The American Numismatic Association is opening a new exhibit at their Colorado Springs headquarters on coins recovered from shipwrecks. The following press release was published May 27, 2014.
The Edward C. Rochette Money Museum will present a new exhibit, "Treasures of the Deep: Galleons, Storms and Archeology," telling the story of the world's greatest shipwrecks, the treasures they carried and the efforts to preserve the shipwreck sites. The exhibit opens on June 5 with a free Open House.
"This exhibit focuses not only on the romance of sunken treasure, but also on the exciting process of rediscovering and recovering treasure from the ocean floor," said Douglas Mudd, curator for the Money Museum. "A big part of the story is the science involved in rediscovering these wrecks, which are time capsules that preserve the history of seafaring."
The lure of gold and silver discovered in North America drew settlers from Europe to explore and colonize the New World, changing the economic and political world map in the process. Spain used the bullion discovered to craft ingots and coinage in the form of silver reales and gold escudos. These coins would dominate the world economy for centuries and become legendary for their rich history as pirate gold and lost treasure.

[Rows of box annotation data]
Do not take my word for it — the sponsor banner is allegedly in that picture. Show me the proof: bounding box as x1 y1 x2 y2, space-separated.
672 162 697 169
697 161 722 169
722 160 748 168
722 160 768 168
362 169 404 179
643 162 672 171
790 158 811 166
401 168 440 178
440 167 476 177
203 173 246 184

» **Tasks to complete**:
- A) Transcribe the part of the press release on the shipwreck exhibit that opens with the words containing "The American Numismatic" and closes with "May 27, 2014.".
- B) The press release on the shipwreck exhibit gives the exhibit's full title. List the items named after the colon in that title.
- C) Write the next part of the press release on the shipwreck exhibit, picking up after its final sentence.
The entries are not needed for anything here.

» **Expected outputs**:
- A)
The American Numismatic Association is opening a new exhibit at their Colorado Springs headquarters on coins recovered from shipwrecks. The following press release was published May 27, 2014.

- B) Galleons; Storms; Archeology

- C)
The exhibit will explore adventures on the world's oceans along with artifacts and treasure found in underwater wrecks from the 16th century to the modern day. The history of underwater recovery and archaeology will be highlighted with the help of Odyssey Marine Exploration, one of the largest and most successful underwater recovery organizations. The exhibit highlights the research and technology used to locate long-lost ships and preserve historical artifacts.
See "Treasures of the Deep" during a free opening reception from 5-7 p.m. June 5 at the Money Museum, 818 N. Cascade Ave., in Colorado Springs, Colorado. Visitors can take home a special "Treasures of the Deep" medallette. Complimentary wine and hors d'oeuvres will be served.
The exhibit is sponsored by Daniel Frank Sedwick, LLC, an auctioneer and specialist in shipwreck coins.
The Money Museum hours are 10:30 a.m.-5 p.m. Tuesday through Saturday. Admission is $5 for adults, $4 for seniors, students or military and free for children 12 and under. For more information or to schedule a tour, call 719-632-2646.
The ANA has placed a number of images of exhibit items on Pinterest. I believe this is a first for the organization; I'm not sure if other numismatic organizations have gone this route yet. Any venue for getting the word out to more people is a good one. One image that intrigued me is the below clump of U.S. Half dollars recovered from the SS Republic.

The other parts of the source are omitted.